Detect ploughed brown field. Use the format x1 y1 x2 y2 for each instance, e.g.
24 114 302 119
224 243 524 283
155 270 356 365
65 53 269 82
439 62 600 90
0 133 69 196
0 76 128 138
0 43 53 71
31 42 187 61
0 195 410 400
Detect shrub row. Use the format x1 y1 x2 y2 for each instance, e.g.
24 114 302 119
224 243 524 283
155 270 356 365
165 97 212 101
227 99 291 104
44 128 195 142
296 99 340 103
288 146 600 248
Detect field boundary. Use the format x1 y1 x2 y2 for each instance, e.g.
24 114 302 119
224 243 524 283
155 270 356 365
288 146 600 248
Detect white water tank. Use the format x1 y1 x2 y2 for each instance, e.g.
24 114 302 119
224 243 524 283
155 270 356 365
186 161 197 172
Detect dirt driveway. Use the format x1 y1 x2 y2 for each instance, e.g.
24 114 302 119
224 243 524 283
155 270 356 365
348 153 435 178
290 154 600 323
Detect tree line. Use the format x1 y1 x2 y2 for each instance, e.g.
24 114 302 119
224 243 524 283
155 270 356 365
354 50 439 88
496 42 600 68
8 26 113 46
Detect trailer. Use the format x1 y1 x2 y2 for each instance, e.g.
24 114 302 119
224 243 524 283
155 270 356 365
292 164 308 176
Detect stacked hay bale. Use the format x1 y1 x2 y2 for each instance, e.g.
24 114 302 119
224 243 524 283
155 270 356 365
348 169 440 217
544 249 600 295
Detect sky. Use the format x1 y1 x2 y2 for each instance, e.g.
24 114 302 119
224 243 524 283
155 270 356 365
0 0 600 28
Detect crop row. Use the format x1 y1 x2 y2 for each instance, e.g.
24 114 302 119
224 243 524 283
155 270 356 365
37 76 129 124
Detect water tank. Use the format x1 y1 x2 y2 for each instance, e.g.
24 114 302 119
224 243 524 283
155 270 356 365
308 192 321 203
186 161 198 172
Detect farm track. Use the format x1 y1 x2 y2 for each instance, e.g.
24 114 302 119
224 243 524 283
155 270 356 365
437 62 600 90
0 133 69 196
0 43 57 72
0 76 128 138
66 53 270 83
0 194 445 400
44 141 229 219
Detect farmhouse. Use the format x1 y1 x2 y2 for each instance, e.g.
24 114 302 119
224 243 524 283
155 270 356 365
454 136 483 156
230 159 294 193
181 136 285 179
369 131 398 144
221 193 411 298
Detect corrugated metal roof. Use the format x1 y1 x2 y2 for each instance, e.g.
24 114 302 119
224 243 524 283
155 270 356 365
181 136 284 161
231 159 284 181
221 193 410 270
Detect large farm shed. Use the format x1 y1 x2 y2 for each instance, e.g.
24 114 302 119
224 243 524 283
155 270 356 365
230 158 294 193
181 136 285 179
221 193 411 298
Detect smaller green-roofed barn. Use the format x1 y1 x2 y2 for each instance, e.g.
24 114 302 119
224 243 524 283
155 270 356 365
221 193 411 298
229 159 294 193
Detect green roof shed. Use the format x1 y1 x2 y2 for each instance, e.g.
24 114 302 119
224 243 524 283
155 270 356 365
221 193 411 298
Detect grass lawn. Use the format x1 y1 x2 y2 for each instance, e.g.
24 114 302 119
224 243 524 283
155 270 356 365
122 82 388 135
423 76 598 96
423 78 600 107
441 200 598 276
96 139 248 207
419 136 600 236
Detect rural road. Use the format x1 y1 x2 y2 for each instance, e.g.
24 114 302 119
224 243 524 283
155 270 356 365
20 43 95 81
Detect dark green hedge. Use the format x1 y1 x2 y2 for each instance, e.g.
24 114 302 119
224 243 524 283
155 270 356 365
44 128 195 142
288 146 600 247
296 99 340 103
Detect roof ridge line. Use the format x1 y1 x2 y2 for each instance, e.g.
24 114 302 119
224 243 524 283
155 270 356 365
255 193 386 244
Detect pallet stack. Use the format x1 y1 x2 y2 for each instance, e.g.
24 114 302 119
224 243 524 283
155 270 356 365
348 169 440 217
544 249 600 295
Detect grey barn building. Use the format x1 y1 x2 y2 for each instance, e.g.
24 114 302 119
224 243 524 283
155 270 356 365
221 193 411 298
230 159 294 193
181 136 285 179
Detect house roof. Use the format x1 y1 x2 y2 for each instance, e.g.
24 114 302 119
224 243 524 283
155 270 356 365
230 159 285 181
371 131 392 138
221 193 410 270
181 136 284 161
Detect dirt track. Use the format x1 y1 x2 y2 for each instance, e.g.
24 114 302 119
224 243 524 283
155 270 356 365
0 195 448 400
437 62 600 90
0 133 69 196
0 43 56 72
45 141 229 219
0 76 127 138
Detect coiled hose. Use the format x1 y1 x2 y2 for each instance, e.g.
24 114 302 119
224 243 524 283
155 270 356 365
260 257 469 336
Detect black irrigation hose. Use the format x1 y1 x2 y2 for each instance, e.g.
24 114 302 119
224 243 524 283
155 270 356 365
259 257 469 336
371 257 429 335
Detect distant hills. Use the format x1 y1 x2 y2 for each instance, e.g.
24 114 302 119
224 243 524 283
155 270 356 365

____________

Exercise:
Please retype, unchanged, the part of the rows above that opens with their first line and closes with the line containing "44 141 229 219", with both of those lines included.

Worked answer:
Detect ploughed brown field. Use the format x1 y1 x2 y2 for each instance, e.g.
24 114 302 119
224 243 524 283
155 270 356 365
65 53 269 82
439 62 600 90
0 133 69 196
0 76 128 138
0 43 53 71
31 42 187 61
0 195 410 400
Detect shrub row. Use the format x1 y1 x2 y2 for each instance, e.g.
24 114 302 119
224 243 524 283
155 270 356 365
165 97 212 101
227 99 291 104
44 128 195 142
296 99 340 103
288 146 600 248
Detect field boundary. Use the format x1 y1 x2 y2 for each instance, e.g.
24 114 302 119
224 243 524 283
155 270 356 365
288 146 600 248
Detect white water tank. Use the format x1 y1 x2 y2 for each instance, e.g.
24 114 302 119
224 243 524 283
155 270 356 365
186 161 197 172
Detect dirt driveway. Use the format x1 y1 x2 y2 for each instance, e.g.
24 114 302 119
224 243 524 283
155 270 356 365
348 153 435 178
290 154 600 323
Detect tree line. Use the format x1 y1 x2 y2 for each instance, e.g.
24 114 302 119
224 243 524 283
155 270 356 365
354 50 439 88
496 42 600 68
8 26 113 46
Detect trailer. Use the format x1 y1 x2 y2 for each instance, e.g.
24 114 302 119
224 243 524 283
155 270 356 365
292 164 308 176
Detect stacked hay bale. Use the format x1 y1 x2 y2 for each instance, e.g.
24 114 302 119
224 243 524 283
155 270 356 365
348 169 440 217
544 249 600 295
Detect sky. Use the format x1 y1 x2 y2 for each instance, e.g.
24 114 302 119
224 243 524 283
155 270 356 365
0 0 600 28
Detect crop row. Use the format x1 y1 x2 y2 for each instance, e.g.
24 114 302 119
224 243 524 283
155 270 356 365
37 76 129 124
Detect water tank. Use the format x1 y1 x2 y2 for each instance, e.g.
24 114 302 119
224 243 524 283
155 270 356 365
308 192 321 203
186 161 198 172
Detect farm track. Use the format x1 y1 x2 y2 for each instance, e.g.
24 114 302 119
224 243 524 283
155 270 356 365
437 62 600 90
0 133 69 196
0 43 57 72
0 76 128 138
66 53 270 83
0 194 445 400
44 141 229 219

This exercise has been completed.